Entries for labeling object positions
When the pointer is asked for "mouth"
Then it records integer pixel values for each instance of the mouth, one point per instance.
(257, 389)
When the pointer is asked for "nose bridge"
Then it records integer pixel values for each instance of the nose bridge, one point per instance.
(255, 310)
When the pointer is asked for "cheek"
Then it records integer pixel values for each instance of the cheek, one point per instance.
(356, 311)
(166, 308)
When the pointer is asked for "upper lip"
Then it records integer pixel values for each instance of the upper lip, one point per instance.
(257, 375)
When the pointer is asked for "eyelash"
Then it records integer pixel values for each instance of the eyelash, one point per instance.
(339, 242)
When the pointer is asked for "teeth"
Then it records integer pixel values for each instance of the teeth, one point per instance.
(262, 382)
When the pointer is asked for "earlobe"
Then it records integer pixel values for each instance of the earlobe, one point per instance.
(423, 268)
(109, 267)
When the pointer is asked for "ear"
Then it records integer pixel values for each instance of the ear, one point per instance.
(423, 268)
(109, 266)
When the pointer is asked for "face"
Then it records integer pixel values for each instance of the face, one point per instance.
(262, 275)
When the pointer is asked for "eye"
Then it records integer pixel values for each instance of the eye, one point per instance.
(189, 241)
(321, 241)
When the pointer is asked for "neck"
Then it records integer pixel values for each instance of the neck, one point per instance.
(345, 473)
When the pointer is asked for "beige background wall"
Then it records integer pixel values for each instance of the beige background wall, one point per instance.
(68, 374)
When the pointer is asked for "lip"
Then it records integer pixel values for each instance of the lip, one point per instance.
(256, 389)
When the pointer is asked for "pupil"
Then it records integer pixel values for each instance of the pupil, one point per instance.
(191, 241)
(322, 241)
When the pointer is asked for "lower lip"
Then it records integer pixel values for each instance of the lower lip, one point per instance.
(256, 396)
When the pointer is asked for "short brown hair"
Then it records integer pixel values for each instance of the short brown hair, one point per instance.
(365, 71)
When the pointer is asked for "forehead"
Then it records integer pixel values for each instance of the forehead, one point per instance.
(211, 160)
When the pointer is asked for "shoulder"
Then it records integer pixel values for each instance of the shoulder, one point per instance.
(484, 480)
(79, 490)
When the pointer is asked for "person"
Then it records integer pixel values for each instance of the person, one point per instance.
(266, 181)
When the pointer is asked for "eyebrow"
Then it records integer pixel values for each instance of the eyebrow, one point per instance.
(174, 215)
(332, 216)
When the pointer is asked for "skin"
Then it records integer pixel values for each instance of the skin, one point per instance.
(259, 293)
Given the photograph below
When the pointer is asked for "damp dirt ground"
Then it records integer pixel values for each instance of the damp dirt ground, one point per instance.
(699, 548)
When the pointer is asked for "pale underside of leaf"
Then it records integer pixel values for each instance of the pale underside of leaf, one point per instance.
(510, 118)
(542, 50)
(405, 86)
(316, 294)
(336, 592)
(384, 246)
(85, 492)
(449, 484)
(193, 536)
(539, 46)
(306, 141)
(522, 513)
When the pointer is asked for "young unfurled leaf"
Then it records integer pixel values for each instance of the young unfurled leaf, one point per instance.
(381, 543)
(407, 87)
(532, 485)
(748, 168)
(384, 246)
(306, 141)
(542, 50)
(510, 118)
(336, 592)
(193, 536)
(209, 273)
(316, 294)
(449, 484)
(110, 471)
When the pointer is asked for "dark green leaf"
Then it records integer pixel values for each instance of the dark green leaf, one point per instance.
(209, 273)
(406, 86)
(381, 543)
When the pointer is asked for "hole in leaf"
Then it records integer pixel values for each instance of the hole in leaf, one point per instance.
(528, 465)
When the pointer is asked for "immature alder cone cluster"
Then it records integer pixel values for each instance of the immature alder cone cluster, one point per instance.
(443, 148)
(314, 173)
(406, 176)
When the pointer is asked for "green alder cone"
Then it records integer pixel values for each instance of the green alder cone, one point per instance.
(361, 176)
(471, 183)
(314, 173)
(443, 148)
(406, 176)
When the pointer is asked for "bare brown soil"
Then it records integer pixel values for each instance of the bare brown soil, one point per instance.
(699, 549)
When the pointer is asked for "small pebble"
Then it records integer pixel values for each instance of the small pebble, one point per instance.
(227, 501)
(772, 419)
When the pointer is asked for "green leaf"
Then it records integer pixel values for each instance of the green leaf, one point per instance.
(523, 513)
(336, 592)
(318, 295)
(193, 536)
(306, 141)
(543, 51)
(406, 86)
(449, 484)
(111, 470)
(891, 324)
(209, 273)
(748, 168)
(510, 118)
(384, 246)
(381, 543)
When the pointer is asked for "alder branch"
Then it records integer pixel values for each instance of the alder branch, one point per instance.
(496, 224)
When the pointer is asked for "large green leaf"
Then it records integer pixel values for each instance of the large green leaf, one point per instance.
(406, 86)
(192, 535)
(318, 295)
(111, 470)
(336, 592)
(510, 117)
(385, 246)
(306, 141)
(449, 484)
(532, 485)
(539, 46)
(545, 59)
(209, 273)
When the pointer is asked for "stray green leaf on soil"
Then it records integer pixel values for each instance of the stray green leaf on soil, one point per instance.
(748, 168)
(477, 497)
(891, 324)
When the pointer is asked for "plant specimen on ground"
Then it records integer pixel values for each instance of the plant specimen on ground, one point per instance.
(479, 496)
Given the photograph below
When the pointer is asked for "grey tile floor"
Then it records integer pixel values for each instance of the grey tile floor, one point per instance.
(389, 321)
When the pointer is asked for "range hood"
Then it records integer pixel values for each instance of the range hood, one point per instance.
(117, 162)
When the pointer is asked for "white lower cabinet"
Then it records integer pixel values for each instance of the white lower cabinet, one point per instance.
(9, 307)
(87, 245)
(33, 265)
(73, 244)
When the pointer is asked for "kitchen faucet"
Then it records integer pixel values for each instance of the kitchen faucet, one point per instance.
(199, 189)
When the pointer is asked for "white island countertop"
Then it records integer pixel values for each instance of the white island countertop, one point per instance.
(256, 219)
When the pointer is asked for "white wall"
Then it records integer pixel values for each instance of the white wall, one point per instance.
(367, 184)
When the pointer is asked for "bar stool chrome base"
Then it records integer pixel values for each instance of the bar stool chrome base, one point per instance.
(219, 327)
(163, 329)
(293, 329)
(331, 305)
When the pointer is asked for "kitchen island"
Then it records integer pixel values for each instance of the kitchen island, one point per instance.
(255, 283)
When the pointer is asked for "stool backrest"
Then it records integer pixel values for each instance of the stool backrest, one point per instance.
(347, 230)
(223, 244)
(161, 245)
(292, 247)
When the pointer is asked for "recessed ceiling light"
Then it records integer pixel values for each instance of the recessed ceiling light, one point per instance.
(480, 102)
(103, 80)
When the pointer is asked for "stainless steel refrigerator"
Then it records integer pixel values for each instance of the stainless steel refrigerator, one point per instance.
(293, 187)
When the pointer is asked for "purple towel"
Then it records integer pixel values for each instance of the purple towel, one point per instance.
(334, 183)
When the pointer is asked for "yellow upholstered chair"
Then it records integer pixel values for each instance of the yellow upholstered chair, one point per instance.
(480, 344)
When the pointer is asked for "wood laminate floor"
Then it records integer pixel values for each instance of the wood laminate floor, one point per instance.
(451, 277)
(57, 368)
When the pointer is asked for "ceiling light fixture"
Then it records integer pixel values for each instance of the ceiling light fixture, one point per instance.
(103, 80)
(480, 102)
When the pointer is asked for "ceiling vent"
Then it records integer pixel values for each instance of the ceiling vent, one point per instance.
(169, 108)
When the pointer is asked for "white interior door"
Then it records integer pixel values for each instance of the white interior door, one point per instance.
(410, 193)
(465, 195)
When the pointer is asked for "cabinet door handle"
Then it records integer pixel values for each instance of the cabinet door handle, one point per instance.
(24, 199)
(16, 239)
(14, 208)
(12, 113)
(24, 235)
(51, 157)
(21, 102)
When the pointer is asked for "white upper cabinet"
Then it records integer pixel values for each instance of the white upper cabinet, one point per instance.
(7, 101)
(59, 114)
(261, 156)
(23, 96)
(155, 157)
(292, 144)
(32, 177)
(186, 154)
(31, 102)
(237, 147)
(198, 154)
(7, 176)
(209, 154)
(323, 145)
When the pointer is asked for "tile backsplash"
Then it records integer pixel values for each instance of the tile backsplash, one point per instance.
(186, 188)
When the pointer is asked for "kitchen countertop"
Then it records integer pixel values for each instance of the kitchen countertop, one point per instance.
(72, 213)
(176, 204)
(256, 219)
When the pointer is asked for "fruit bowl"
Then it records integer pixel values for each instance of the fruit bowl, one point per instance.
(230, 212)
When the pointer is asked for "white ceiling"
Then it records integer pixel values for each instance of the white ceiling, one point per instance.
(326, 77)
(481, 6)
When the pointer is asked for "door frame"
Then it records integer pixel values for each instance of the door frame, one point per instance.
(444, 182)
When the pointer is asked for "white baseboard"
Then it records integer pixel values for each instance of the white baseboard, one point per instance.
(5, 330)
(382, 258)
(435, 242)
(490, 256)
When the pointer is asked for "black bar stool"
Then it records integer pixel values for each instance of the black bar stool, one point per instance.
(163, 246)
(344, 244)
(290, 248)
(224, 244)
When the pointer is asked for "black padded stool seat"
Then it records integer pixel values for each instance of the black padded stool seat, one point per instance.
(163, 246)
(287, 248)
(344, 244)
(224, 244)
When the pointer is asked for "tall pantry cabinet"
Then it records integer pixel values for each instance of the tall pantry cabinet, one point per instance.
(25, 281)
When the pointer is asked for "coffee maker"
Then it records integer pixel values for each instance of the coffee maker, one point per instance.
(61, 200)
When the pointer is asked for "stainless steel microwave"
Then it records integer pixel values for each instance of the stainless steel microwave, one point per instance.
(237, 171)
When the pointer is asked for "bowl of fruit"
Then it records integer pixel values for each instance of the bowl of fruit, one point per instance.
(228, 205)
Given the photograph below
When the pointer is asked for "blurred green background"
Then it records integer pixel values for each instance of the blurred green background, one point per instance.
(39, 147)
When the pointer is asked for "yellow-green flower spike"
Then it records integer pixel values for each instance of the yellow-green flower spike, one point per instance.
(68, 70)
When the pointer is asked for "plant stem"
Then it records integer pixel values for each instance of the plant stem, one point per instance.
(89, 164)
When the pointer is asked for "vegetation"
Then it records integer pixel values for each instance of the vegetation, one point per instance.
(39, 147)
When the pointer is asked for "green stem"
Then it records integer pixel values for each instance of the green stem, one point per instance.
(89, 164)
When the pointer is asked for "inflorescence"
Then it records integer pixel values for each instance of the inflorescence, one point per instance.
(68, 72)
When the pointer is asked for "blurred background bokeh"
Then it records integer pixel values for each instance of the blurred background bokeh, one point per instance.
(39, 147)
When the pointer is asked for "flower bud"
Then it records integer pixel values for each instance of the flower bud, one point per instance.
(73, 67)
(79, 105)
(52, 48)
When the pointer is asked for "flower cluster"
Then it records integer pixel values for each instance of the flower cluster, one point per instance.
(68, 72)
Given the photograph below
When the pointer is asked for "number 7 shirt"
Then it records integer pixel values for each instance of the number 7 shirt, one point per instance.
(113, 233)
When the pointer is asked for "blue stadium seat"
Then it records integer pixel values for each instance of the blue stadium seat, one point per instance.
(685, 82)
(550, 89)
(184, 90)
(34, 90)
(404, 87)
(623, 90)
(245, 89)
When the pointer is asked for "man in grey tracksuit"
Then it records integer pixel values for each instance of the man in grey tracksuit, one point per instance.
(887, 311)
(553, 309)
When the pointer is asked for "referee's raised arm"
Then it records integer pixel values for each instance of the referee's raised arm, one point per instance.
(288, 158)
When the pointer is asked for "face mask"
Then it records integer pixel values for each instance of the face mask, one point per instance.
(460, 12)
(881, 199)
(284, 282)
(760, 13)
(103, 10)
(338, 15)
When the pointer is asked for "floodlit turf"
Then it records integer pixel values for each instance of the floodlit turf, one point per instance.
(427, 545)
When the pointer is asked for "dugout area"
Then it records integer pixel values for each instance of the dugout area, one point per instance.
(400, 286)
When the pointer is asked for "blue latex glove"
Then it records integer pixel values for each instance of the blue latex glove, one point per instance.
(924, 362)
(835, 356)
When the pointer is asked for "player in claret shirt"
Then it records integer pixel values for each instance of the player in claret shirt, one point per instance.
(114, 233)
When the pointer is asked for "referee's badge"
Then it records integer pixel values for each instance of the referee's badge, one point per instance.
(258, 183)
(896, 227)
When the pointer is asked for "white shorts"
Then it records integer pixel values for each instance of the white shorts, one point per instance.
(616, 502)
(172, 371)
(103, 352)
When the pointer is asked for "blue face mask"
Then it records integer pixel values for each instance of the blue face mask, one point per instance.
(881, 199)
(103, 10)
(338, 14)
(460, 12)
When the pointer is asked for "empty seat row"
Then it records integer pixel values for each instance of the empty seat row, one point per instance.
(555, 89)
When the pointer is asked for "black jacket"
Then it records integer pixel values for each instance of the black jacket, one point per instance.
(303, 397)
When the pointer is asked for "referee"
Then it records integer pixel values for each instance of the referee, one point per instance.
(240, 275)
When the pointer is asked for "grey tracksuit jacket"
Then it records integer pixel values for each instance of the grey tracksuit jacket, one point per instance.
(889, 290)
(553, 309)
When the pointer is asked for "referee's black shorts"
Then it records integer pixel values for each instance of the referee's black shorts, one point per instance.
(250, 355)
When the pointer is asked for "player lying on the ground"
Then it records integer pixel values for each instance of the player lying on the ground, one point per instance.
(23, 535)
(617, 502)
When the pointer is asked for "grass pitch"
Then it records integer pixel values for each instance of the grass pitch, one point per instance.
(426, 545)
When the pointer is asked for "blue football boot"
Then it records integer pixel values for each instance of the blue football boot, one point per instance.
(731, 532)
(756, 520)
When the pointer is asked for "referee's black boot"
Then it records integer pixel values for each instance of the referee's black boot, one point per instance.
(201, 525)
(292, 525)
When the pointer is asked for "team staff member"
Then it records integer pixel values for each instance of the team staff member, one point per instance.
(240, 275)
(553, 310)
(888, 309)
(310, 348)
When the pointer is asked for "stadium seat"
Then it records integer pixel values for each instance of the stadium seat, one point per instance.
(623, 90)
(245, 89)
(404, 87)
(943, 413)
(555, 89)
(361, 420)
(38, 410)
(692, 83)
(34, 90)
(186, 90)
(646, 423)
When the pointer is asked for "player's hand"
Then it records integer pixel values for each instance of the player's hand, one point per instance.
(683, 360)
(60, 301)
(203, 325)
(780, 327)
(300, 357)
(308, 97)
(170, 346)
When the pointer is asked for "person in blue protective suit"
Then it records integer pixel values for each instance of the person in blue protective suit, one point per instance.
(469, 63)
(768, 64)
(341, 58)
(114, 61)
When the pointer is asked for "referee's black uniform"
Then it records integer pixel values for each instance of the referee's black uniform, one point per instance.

Requirement: Return every line of the material above that contains the string "maker".

Complete answer:
When the pointer is asked for "coffee maker"
Then it records integer pixel values for each instance of the coffee maker, one point per instance.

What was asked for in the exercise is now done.